Find every line in the entries that holds the string "pole" and report it.

=== SOURCE DATA ===
"""

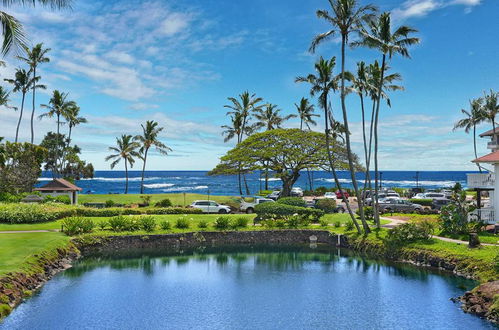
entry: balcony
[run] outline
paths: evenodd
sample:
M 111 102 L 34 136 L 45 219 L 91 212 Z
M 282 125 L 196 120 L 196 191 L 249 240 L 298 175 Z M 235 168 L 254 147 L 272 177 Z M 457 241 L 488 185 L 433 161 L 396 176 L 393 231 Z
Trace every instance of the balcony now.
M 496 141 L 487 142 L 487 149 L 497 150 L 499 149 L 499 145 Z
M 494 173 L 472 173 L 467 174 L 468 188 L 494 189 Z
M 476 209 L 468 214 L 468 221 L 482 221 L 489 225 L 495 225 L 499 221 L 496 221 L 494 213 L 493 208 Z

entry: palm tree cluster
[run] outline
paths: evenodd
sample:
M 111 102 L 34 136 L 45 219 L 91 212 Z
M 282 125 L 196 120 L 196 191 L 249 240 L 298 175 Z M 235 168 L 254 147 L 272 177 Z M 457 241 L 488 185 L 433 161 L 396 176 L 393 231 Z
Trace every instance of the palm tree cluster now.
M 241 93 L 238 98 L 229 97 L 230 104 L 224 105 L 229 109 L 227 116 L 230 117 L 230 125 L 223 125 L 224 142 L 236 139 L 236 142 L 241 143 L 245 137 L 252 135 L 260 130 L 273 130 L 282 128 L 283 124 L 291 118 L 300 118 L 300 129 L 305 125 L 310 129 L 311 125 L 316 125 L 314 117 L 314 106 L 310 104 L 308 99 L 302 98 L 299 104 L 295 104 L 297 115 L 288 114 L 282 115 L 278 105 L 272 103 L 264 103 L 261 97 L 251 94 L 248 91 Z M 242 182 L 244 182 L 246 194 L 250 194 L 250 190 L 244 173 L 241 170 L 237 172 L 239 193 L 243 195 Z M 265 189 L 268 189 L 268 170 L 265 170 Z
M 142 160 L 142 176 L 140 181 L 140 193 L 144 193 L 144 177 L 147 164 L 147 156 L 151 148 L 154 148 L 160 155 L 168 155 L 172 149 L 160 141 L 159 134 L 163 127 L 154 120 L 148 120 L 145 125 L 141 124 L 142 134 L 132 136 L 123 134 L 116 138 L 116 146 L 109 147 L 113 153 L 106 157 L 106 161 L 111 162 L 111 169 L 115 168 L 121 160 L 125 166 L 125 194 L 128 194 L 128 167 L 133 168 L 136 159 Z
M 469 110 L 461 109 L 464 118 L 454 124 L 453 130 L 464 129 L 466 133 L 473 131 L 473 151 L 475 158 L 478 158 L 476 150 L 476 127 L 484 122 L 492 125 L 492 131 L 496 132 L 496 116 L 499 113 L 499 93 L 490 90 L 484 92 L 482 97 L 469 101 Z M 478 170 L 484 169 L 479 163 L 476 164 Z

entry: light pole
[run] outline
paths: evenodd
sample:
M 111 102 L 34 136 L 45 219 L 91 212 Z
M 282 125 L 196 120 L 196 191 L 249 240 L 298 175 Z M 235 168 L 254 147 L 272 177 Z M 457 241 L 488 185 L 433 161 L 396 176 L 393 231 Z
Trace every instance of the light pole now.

"""

=== RESULT FOR THIS TASK ===
entry: light pole
Trace every instance of the light pole now.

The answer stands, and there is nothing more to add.